§ EXERCISE BRIEF
Return verbatim the run of lines that opens with the line holding "Target: dirt path" and closes with the last line of the records.

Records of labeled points
§

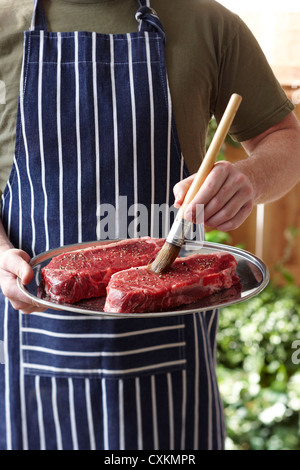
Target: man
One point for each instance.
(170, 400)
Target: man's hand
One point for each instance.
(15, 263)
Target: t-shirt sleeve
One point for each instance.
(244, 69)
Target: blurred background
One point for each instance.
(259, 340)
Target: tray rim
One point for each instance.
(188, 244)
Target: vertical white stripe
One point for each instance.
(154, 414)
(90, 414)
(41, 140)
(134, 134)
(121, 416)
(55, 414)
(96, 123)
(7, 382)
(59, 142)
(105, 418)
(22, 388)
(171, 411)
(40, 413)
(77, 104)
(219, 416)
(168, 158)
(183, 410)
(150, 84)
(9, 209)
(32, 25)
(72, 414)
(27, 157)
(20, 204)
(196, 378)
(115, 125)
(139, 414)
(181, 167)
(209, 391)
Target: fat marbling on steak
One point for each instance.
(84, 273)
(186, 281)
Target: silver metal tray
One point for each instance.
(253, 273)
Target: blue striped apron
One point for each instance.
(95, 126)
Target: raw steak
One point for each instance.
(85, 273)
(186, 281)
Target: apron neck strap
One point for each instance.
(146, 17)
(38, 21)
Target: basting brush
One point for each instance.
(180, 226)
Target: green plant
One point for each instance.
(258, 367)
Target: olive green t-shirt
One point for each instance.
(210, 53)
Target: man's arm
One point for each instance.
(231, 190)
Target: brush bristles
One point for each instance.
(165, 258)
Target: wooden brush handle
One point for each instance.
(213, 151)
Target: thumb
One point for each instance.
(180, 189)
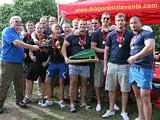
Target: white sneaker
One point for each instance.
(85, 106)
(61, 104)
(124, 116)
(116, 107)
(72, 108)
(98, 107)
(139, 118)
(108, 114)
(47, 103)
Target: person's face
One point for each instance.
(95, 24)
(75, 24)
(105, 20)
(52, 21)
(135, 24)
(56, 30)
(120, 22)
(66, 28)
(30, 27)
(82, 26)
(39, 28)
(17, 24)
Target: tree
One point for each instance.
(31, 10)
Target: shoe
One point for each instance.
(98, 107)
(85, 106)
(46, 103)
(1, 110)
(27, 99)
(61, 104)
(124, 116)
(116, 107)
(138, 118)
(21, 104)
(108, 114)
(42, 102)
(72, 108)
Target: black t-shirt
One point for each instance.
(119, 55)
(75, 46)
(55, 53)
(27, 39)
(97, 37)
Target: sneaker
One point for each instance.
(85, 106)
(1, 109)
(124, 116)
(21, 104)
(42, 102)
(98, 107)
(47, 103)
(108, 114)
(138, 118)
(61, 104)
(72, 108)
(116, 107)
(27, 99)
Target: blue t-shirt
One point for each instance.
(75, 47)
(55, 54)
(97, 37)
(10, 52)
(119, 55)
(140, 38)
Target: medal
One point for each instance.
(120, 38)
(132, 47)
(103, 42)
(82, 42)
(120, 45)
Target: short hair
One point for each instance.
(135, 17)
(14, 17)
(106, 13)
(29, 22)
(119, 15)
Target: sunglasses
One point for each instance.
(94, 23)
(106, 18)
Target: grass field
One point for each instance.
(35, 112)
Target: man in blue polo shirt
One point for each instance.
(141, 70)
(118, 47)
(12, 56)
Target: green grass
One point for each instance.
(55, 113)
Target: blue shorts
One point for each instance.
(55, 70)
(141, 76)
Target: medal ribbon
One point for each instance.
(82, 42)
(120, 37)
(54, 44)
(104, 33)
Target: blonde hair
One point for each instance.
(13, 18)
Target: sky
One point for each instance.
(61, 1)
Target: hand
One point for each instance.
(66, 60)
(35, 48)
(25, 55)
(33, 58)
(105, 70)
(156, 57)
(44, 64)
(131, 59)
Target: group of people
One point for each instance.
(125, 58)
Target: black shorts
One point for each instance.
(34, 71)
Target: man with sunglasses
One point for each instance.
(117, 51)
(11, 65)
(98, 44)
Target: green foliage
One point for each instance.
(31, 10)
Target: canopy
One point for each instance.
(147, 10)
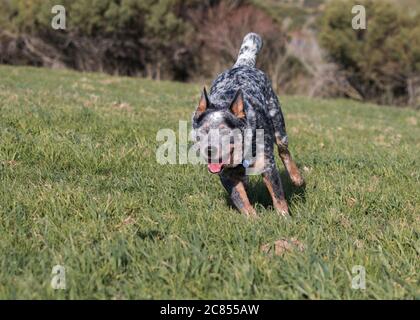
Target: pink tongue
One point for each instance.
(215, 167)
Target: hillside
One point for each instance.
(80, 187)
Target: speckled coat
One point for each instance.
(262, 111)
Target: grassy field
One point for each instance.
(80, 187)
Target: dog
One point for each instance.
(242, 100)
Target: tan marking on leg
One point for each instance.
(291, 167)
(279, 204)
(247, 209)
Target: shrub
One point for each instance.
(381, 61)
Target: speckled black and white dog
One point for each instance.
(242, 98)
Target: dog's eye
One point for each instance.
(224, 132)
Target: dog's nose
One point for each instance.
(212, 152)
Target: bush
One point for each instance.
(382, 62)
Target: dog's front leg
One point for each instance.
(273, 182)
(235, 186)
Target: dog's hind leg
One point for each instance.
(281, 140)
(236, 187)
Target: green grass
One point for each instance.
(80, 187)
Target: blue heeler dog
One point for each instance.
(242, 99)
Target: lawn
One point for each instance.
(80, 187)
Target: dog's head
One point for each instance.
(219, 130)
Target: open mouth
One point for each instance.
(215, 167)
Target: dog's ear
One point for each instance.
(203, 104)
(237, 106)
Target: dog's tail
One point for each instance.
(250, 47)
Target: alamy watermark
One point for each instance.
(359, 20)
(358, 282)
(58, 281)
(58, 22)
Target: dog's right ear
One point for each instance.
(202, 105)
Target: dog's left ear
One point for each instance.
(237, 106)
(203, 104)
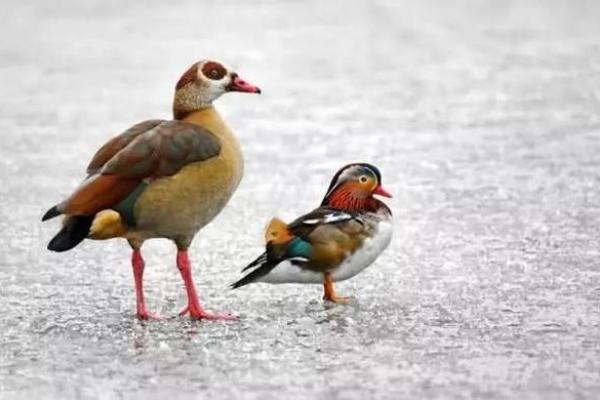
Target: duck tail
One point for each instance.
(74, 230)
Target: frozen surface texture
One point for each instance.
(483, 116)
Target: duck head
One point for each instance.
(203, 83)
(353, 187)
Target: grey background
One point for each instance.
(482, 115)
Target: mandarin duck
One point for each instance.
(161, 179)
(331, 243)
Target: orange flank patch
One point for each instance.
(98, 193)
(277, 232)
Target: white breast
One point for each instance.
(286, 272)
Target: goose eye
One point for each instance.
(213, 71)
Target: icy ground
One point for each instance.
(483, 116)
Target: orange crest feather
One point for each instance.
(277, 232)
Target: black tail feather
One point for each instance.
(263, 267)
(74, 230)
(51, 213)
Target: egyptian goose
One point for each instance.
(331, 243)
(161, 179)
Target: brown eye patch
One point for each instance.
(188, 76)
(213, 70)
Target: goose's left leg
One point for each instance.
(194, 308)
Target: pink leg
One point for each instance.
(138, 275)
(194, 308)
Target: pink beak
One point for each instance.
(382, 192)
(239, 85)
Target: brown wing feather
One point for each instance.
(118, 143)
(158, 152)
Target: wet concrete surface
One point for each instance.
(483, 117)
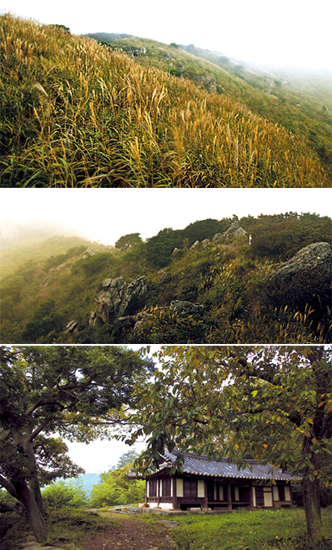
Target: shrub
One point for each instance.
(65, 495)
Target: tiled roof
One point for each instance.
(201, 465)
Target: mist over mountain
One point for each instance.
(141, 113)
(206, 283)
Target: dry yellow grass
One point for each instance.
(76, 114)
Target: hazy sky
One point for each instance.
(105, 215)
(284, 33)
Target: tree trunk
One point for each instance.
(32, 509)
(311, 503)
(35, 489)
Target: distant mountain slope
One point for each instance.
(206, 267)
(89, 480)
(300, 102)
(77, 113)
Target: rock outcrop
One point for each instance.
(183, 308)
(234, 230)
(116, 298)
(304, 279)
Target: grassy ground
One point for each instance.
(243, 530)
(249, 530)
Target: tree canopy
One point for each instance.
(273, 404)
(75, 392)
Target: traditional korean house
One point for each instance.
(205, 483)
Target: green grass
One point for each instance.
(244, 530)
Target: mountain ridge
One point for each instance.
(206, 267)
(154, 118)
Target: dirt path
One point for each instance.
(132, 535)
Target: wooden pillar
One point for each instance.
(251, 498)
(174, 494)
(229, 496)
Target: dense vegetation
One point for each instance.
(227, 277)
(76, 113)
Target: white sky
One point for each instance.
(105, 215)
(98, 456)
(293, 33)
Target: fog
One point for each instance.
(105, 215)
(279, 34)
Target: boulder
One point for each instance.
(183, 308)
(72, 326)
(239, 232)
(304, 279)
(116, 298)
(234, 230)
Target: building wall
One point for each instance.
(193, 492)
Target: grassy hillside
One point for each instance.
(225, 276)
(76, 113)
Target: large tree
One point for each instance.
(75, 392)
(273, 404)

§

§ ANSWER TO THIS EXERCISE
Target: dirt path
One point for each instance.
(132, 535)
Target: wooden pillar
One point for each instance.
(251, 498)
(174, 494)
(229, 496)
Target: dense vegetation
One point for each instance.
(227, 277)
(76, 113)
Target: white sky
One point for each instance.
(105, 215)
(98, 456)
(293, 33)
Target: fog
One point for each instance.
(105, 215)
(279, 34)
Target: boulder
One point for each instance.
(183, 308)
(72, 326)
(239, 232)
(304, 279)
(116, 298)
(234, 230)
Target: building wall
One point for each instance.
(193, 492)
Target: grassy hillside
One point for each instance.
(225, 276)
(76, 113)
Target: large tree
One point for each instance.
(75, 392)
(273, 404)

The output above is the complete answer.